======== Data ========
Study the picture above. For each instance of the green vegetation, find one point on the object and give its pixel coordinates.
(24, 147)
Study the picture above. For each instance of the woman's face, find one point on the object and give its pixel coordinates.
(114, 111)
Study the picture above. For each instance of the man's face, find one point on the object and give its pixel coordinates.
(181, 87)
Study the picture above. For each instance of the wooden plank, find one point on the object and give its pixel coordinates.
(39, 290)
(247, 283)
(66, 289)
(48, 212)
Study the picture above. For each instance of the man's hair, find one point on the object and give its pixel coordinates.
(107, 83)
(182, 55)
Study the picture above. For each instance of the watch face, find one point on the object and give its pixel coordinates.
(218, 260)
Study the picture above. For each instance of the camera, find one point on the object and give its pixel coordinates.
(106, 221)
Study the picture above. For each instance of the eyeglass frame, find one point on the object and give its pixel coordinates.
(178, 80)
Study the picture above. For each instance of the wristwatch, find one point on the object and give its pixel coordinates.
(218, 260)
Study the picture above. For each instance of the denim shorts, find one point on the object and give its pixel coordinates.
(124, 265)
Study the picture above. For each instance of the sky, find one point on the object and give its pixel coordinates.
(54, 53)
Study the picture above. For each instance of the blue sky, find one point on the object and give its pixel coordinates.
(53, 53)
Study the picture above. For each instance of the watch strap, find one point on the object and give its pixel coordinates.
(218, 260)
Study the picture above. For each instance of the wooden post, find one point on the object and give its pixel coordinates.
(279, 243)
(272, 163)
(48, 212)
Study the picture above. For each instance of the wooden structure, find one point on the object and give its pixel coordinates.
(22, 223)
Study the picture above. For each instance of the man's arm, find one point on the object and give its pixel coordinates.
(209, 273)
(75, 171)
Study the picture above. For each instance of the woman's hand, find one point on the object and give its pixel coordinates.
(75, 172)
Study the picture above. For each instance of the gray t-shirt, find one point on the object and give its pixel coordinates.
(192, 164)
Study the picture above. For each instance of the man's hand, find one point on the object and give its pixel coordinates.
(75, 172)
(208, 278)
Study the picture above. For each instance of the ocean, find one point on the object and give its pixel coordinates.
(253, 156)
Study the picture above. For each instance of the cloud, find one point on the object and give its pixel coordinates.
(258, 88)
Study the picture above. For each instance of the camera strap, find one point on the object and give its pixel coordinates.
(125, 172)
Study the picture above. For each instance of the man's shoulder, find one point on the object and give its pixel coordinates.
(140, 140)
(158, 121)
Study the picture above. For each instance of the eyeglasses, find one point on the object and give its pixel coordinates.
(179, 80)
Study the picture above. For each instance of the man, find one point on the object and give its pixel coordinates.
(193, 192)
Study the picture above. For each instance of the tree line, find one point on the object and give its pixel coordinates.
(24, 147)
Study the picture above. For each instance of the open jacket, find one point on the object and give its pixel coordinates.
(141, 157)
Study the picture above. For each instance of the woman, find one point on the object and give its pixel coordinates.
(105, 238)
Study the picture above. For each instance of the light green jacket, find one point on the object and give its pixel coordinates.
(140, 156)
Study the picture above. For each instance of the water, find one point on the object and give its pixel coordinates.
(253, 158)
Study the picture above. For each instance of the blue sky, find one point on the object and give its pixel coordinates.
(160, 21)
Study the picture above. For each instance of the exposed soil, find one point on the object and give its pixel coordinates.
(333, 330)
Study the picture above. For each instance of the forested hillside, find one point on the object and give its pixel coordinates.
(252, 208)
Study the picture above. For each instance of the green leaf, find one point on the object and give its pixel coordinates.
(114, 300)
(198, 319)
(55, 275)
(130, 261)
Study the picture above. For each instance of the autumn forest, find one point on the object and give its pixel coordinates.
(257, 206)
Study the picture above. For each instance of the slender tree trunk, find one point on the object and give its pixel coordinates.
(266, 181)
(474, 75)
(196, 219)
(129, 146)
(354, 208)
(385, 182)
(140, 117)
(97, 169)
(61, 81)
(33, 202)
========
Output the entries exactly.

**Written answer**
Study the picture above. For each instance of the green vegetation, find one point on the object and give its pixel coordinates.
(24, 147)
Study the picture above. For each instance of the woman's face, find one point on the object and give its pixel coordinates.
(114, 111)
Study the picture above. For each instance of the man's face, find one point on the object and give its pixel coordinates.
(181, 87)
Study the picture above. For each instance of the wooden plank, find one point on the object and give its pixel coordinates.
(39, 290)
(247, 283)
(66, 289)
(48, 212)
Study the picture above. For each instance of the man's hair, find one point on the object and give its pixel coordinates.
(107, 83)
(182, 55)
Study the picture above. For each instance of the watch face, find one point on the object and give its pixel coordinates.
(218, 260)
Study the picture above. For each instance of the camera, find one point on the object and give its pixel coordinates.
(106, 221)
Study the picture above. For each instance of the eyeglass frame, find one point on the object and give its pixel coordinates.
(178, 80)
Study the picture above. For each instance of the wristwatch, find one point on the object and give its pixel coordinates.
(218, 260)
Study the picture above. For each instance of the denim shorts, find one point on the object and give its pixel coordinates.
(124, 265)
Study the picture above. For each instance of the sky, find one point on the object and give its pixel coordinates.
(54, 53)
Study the picture above. For each instance of the blue sky, find one point on the object and give its pixel coordinates.
(53, 53)
Study the picture above. For each instance of the watch strap, find one point on the object and give its pixel coordinates.
(218, 260)
Study the picture above. For each instance of the wooden post, find one point on the object and give its pixel coordinates.
(279, 243)
(272, 163)
(48, 212)
Study the picture above. For each instance of the wooden structure, find one point on the object and give its pixel coordinates.
(22, 223)
Study the picture above. For each instance of the man's arm, find one point on the object and give its pixel coordinates.
(209, 273)
(75, 171)
Study the picture above. For each instance of the woman's hand, find one point on the object and give its pixel coordinates.
(75, 172)
Study the picture above. For each instance of the gray t-shirt, find one point on the object and give its pixel coordinates.
(192, 164)
Study the picture above. For each instance of the man's hand, find one point on the object and give its pixel coordinates.
(75, 172)
(208, 278)
Study the picture above. For each instance of the ocean, find one point on the object and give its pixel coordinates.
(253, 156)
Study the picture above. For each instance of the cloud, find one point on the object and give its pixel coordinates.
(258, 88)
Study the picture above. For each instance of the camera strap, find one point on the object and give its pixel coordinates.
(125, 172)
Study the picture above. For each instance of the man's shoulder, find one point on the object and give its pixel coordinates.
(140, 140)
(158, 121)
Study the picture above. For each instance of the eyeglasses, find one point on the object and give its pixel coordinates.
(179, 80)
Study the picture above. For each instance of the man, find one point on the object and give its pixel coordinates.
(193, 192)
Study the picture above. For each instance of the tree line, find one point on the object and give its pixel coordinates.
(24, 147)
Study the picture above. For each instance of the open jacket, find one point on the object and give its pixel coordinates.
(141, 157)
Study the picture above. For each instance of the woman, find one point on the object and give its pixel coordinates.
(105, 238)
Study the picture above. For each instance of the light green jacket, find one point on the object and give its pixel coordinates.
(140, 156)
Study the picture above. For each instance of the water, find one point on the object and give its pixel coordinates.
(253, 158)
Study the picture above. For each instance of the blue sky, find one point on the object and give its pixel coordinates.
(160, 21)
Study the picture above. For each instance of the exposed soil, find one point on the object and give its pixel coordinates.
(333, 330)
Study the picture above. For each instance of the forested hillside, find one point on the object and give its pixel coordinates.
(252, 208)
Study the picture above. For each instance of the green leaf, find one point on the object and give its pixel coordinates.
(114, 300)
(198, 319)
(55, 275)
(130, 261)
Study the picture above. For each instance of the autumn forest, find one point on the object and give its pixel coordinates.
(257, 206)
Study the picture above. For each instance of the slender tree trunk, find one point on the object and give its pixel coordinates.
(266, 181)
(474, 75)
(196, 219)
(129, 146)
(354, 208)
(385, 182)
(140, 117)
(97, 169)
(61, 81)
(33, 202)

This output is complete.